**Your task**
Could you repeat, word for word, every line from the one containing "For each instance of the orange trash" through the final line of the records below, and nothing else?

◇ ◇ ◇ ◇ ◇

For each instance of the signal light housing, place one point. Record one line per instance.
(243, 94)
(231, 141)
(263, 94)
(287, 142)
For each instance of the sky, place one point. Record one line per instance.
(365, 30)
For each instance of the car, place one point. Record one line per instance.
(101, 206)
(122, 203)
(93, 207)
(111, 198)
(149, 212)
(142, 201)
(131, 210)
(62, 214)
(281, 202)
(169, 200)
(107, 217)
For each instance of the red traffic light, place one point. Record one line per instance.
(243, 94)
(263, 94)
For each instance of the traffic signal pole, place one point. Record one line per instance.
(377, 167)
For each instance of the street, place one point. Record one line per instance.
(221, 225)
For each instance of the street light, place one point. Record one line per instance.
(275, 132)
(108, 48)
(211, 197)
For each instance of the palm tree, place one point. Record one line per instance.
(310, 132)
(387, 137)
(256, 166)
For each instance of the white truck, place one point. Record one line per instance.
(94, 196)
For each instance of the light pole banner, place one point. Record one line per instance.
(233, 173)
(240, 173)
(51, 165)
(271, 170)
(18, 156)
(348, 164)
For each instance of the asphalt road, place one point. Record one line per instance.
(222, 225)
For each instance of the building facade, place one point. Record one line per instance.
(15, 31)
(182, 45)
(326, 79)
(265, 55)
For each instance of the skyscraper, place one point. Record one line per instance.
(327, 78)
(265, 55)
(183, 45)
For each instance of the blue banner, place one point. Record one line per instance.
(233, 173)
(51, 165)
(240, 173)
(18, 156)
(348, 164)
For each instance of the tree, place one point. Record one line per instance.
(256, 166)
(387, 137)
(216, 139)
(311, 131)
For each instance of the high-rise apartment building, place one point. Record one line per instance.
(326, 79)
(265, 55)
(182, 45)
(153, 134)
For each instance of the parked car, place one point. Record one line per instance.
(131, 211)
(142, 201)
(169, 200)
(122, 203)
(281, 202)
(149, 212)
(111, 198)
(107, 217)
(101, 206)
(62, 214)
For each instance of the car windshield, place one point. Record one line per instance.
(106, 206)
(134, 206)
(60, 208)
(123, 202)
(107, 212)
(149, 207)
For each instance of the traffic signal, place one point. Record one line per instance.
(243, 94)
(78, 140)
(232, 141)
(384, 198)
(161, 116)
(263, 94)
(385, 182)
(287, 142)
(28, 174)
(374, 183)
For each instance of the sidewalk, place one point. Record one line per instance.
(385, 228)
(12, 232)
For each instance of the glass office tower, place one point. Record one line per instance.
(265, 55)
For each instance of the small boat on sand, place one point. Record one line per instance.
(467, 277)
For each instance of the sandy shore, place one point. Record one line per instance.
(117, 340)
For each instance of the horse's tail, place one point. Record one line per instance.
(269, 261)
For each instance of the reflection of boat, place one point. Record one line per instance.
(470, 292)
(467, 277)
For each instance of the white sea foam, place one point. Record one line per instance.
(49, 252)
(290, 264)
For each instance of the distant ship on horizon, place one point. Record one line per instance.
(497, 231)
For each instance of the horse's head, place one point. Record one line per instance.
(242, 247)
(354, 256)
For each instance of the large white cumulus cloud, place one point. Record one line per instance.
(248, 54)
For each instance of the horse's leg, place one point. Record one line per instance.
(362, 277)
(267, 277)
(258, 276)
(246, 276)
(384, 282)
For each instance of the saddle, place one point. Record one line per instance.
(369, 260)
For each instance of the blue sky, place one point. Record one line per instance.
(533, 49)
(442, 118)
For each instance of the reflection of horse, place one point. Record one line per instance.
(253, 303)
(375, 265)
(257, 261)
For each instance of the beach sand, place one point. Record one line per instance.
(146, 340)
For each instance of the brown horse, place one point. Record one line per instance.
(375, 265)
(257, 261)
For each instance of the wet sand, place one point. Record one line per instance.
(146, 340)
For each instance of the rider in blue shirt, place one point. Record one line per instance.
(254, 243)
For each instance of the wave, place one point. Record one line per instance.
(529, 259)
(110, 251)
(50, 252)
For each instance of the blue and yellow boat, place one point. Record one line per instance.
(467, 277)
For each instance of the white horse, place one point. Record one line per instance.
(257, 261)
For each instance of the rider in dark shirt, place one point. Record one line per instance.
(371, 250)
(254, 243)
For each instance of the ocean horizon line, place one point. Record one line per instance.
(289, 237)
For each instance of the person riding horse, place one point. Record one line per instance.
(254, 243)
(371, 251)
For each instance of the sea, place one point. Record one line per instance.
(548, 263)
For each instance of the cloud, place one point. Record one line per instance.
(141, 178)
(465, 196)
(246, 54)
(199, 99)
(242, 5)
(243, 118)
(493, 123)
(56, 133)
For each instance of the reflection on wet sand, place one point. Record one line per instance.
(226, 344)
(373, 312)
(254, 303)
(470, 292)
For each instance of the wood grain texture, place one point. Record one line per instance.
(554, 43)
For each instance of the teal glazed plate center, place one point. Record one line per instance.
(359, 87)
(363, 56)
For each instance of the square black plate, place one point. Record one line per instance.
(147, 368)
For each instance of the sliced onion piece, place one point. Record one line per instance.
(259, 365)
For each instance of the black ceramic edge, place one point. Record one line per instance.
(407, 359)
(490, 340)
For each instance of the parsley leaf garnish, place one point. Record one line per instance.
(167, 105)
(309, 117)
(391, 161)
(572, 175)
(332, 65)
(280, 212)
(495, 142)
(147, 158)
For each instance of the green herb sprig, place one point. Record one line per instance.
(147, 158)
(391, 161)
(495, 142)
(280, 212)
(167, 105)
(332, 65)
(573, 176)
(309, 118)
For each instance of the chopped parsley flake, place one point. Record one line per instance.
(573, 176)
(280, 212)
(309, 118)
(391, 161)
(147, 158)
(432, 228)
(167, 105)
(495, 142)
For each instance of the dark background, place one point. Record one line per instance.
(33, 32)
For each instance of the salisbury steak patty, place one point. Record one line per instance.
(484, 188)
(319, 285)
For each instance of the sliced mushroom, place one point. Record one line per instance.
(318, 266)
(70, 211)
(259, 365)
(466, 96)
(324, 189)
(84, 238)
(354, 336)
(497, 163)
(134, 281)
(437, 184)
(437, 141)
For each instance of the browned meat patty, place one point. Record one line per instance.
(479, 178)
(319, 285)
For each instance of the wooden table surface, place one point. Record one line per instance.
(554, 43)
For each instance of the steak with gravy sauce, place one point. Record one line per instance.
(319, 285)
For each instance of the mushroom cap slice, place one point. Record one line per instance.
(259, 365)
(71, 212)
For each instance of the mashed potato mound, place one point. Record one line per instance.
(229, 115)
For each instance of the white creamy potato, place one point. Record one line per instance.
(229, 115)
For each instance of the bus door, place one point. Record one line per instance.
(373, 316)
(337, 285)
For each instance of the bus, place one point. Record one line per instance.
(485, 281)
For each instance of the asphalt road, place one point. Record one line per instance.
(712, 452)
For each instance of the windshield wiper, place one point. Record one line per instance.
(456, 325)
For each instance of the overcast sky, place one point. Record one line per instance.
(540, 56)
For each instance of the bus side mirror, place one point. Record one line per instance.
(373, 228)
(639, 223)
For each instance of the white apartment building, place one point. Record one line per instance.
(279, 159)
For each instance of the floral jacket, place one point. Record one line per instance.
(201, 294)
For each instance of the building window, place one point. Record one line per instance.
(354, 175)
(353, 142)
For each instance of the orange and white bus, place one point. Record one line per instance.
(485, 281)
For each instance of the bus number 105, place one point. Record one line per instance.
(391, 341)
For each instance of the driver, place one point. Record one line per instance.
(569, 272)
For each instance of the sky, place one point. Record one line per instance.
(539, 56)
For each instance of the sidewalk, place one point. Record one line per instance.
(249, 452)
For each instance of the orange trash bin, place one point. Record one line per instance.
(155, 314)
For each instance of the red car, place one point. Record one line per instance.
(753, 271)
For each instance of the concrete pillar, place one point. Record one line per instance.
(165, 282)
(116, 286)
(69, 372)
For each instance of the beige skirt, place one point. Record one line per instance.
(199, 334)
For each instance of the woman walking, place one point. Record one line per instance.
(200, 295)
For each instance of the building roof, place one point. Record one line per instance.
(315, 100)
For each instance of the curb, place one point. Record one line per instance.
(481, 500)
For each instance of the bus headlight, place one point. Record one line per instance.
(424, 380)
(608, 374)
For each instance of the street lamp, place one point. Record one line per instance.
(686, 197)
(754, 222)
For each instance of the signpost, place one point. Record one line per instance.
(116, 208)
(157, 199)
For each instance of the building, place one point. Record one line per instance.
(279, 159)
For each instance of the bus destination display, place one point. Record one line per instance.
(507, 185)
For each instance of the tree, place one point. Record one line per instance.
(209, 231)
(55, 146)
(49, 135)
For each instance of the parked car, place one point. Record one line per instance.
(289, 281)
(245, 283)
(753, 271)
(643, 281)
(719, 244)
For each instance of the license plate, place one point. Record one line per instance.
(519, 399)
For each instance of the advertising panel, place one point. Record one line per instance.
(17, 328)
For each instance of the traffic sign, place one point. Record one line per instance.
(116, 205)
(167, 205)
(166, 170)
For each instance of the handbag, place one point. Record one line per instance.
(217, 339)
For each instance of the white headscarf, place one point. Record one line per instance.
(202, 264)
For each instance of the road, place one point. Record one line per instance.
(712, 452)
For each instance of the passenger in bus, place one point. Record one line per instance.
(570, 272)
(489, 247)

◇ ◇ ◇ ◇ ◇

**The completed task**
For each instance of the orange trash bin, place one point. Record one line per instance.
(155, 314)
For each instance of the red car, place one point. Record one line per instance.
(753, 271)
For each instance of the concrete pillar, place one point. Record one line per instance.
(165, 282)
(116, 286)
(69, 372)
For each instance of the beige skirt, place one point. Record one line per instance.
(199, 334)
For each instance of the woman walking, place one point. Record one line per instance.
(200, 295)
For each instance of the building roof, place one point. Record one line per instance.
(315, 100)
For each instance of the curb, place one point. Record one line per instance.
(481, 500)
For each instance of the bus headlight, place one point. Record one line per instance.
(424, 380)
(608, 374)
For each instance of the street lamp, place one point. Record one line per instance.
(686, 197)
(754, 222)
For each instance of the signpost, place one point. Record one line per instance.
(116, 208)
(157, 199)
For each instance of the building, place one point. Record one line per instance.
(279, 159)
For each instance of the bus destination display, place one point. Record one line per instance.
(507, 185)
For each instance of the tree, place one point. Record one line per instance.
(209, 231)
(55, 146)
(49, 135)
For each instance of the parked car, place one point. Record one line per instance.
(289, 281)
(245, 283)
(753, 271)
(643, 281)
(719, 244)
For each instance of the license plate, place one point. Record one line per instance.
(519, 399)
For each instance of the advertising panel, place one point. Record one line per instance.
(17, 328)
For each instance of the traffic sign, place one point. Record one line per instance.
(116, 205)
(167, 205)
(166, 170)
For each instance of the handbag, place one point. Record one line per instance.
(217, 339)
For each instance of the white headscarf, place one point. Record one line per instance.
(202, 264)
For each instance of the road, place one point. Record one line per instance.
(712, 452)
For each instance of the passenger in bus, place one point. Record one line per instance.
(570, 272)
(489, 247)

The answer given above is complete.